ABOUT THIS EXERCISE =
Below are entries; output exactly the lines from the one with "Where can the light" to the one with "Where can the glasses", both included, and nothing else.

Records from a dataset =

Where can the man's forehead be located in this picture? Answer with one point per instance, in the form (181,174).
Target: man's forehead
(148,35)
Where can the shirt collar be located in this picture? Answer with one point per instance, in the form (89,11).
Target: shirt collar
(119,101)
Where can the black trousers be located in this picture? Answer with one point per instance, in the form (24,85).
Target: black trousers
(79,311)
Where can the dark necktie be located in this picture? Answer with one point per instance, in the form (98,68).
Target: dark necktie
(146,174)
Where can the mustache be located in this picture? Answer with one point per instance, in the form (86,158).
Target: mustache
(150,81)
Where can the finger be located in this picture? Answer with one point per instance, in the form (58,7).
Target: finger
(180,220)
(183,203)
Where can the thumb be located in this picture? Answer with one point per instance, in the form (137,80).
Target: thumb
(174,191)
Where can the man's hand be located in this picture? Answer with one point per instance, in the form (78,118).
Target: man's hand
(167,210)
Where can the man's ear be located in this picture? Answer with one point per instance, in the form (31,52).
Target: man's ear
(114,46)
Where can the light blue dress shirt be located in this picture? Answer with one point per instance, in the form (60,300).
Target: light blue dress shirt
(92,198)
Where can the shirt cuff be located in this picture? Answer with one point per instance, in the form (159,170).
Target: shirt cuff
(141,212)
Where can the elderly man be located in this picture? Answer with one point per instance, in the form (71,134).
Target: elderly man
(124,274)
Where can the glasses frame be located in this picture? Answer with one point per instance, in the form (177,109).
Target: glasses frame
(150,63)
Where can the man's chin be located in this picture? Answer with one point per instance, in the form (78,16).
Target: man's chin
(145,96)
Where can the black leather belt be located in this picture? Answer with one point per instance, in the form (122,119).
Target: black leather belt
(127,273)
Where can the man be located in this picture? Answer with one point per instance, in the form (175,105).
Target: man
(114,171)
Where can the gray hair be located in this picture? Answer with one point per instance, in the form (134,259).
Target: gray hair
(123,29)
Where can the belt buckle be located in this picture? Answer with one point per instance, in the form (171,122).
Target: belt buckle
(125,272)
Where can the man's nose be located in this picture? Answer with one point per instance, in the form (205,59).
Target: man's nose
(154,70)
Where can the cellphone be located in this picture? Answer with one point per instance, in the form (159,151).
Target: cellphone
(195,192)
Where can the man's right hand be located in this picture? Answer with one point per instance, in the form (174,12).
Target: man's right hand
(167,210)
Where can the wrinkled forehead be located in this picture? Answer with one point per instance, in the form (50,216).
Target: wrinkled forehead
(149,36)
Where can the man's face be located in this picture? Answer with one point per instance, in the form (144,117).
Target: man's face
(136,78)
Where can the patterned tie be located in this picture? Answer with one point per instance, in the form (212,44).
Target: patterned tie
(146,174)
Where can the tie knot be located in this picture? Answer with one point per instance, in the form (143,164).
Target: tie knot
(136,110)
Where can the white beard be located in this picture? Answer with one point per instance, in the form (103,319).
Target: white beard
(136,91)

SOLUTION TO THIS EXERCISE =
Where can the light blue dress shirt be located in this picture? Answer with one point per instance, in the form (60,300).
Target: light blue dress shirt
(92,198)
Where can the shirt cuff be located in this picture? Answer with one point per instance, in the form (159,170).
Target: shirt cuff
(141,212)
Where can the elderly man be located in this picture? Answer with one point per instance, in the form (71,134).
Target: elderly man
(124,274)
Where can the glasses frame be located in this picture? Answer with one point per instance, in the form (177,109).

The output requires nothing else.